# [Problem]
Every record here needs to be written out again exactly.
________
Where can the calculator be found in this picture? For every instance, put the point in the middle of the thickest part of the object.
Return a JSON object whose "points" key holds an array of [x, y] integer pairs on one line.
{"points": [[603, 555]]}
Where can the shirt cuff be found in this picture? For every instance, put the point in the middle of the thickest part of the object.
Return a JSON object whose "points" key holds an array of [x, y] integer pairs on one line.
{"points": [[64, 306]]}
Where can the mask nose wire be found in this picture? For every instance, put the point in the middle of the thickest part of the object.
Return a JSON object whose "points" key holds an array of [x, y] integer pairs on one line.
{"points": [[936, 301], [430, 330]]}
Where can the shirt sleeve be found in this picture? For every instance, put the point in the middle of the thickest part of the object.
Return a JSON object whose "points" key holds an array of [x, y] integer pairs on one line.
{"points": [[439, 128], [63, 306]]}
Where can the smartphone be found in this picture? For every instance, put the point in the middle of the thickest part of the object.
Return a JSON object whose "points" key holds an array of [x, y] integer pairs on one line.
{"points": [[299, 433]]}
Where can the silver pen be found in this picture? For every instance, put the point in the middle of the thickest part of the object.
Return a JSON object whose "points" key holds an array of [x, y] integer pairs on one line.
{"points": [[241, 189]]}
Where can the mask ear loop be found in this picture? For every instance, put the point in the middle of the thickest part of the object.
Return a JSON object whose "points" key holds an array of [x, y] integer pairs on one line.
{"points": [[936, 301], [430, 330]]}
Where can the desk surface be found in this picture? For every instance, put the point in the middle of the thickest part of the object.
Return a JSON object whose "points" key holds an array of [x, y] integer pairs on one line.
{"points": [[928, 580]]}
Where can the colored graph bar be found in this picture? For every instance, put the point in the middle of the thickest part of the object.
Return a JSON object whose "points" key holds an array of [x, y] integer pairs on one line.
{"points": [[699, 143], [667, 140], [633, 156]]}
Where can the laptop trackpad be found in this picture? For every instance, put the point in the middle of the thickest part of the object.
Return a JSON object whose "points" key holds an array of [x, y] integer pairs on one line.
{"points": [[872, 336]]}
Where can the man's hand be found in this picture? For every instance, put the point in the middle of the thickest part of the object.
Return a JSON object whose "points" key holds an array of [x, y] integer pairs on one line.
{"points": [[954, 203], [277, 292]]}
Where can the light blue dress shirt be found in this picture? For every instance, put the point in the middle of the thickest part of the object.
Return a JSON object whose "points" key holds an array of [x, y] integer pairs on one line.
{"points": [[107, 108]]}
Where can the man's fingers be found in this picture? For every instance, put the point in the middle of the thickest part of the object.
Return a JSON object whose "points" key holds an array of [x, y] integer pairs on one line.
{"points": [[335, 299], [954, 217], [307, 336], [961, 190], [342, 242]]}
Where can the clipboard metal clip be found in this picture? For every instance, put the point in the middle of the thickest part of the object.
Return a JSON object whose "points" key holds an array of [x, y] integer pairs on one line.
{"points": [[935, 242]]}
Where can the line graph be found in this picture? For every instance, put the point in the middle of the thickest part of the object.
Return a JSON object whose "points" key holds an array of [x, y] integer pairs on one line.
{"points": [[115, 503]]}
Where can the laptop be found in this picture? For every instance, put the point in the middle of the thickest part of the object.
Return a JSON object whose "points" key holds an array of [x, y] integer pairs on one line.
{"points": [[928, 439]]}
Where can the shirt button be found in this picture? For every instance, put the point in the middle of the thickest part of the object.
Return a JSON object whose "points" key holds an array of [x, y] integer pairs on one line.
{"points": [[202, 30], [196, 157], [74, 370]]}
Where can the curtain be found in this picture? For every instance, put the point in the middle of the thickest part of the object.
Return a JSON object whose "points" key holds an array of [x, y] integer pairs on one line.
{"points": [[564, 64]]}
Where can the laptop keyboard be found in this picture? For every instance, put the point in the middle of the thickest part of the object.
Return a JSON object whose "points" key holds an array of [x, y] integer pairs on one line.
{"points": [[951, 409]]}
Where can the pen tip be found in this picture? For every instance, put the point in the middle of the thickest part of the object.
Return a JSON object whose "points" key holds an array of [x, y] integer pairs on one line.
________
# [Complete output]
Where can the calculator be found in this picture? For every instance, put the point in the middle of the thickest part of the object.
Return a JSON object whose "points" key holds an array of [x, y] integer pairs on one line.
{"points": [[603, 555]]}
Where can the shirt cuff be found in this picture? For every instance, put the point in the middle of the thickest part of the object.
Return a JSON object whose "points" key holds an array of [x, y] integer pairs on one line.
{"points": [[64, 306]]}
Where can the mask nose wire be found in this picture? For every instance, put the point in the middle of the thickest part of the object.
Return a JSON object whose "points" key holds an array of [x, y] integer pairs on one line.
{"points": [[936, 301], [430, 330]]}
Where can the shirt sleeve be found in this picture? For every instance, put the point in the middle of the thickest part of the object.
Return a JSON object whose "points" key holds an array of [x, y] integer pairs on one line.
{"points": [[439, 128], [63, 306]]}
Where can the smartphone be found in this picture? For every instance, put the point in the middle of the thickest part of the object.
Return a JSON object whose "points" key holds an array of [x, y] integer pairs on one line.
{"points": [[299, 433]]}
Where can the silver pen be found in this picture? For every instance, put the point in the middle of the thickest part of the object.
Return a JSON object whose "points" key holds an array of [x, y] integer pairs on one line.
{"points": [[241, 189]]}
Where can the mask ear loop be found in this picture? For every instance, put the point in the middle of the thickest part of the object.
Return a JSON object whose "points" key holds an array of [x, y] integer pairs on one line.
{"points": [[936, 301], [430, 330]]}
Where can the desk surface be found in this picture? For every instance, put the point in the middle of the thickest part of the object.
Return a JSON object whose "points" key holds an array of [x, y] integer pairs on one line.
{"points": [[928, 580]]}
Where can the colored graph bar be found in this picture? For every instance, put the point in the middle of the thickest part of the object.
Return a JSON object whose "points" key holds an array of [x, y] integer pairs on one line.
{"points": [[699, 143], [667, 140], [633, 156]]}
Where can the laptop trackpad be found in this picture? For every instance, put the point in the middle of the thickest part of the object.
Return a JSON object whose "points" key holds an array of [x, y] integer pairs on one line.
{"points": [[872, 336]]}
Where can the man's hand be found in this picture? For every instance, put the point in the middle of the thickest part of the object.
Return a JSON object whose "points" key holds an array of [x, y] integer pairs on one line.
{"points": [[954, 203], [277, 292]]}
Where can the light blue dress shirt be found in this picture? For every instance, put the point in the middle of the thickest part of the object.
Return a JSON object whose "points" key holds an array of [x, y] integer pairs on one line.
{"points": [[107, 108]]}
Where can the man's fingers be found in this picture? For every instance, put the point in the middle of the thickest part of the object.
Return a JSON object whose "points" key holds an array of [x, y] integer pairs on one line.
{"points": [[335, 299], [954, 217], [307, 336], [961, 190], [342, 242]]}
Where can the clipboard metal clip be found in this picture? For every instance, put the point in the middle of the thickest part of the object.
Return a JSON object whose "points" key holds an array of [x, y] integer pairs on one line.
{"points": [[935, 242]]}
Where can the line graph be found in this picture? For every instance, put the point in the middle of the thickest part of the object.
Return a JSON object whose "points" key holds an array of [x, y] integer pairs on one line.
{"points": [[115, 503]]}
Where can the laptop be found in this picture? For every instance, put the point in the middle of the thickest part of the object.
Return a JSON object whose "points" key holds an array of [x, y] integer pairs on one line.
{"points": [[928, 439]]}
Where can the shirt button be found in this picture? For every instance, put the point in the middle of the thickest part of the object.
Return a JSON object whose "points" key holds an array of [x, y] integer pairs on one line.
{"points": [[202, 30], [196, 157], [74, 370]]}
Where can the curtain be found in this picture? For every instance, put the point in the middle of the thickest part of the object.
Return a JSON object whose "points" key holds an array of [x, y] integer pairs on one line.
{"points": [[564, 64]]}
Where can the laptop keyboard be found in this picture? For every instance, put the point in the middle of the thickest part of the object.
Return a JSON object whose "points" key holds an array of [x, y] integer pairs on one line.
{"points": [[951, 409]]}
Where can the pen tip be found in this picture? For every instance, put the point in the middle of the thickest part of the object.
Return a JSON object whose "points" key holds an array of [x, y] integer pairs on one line.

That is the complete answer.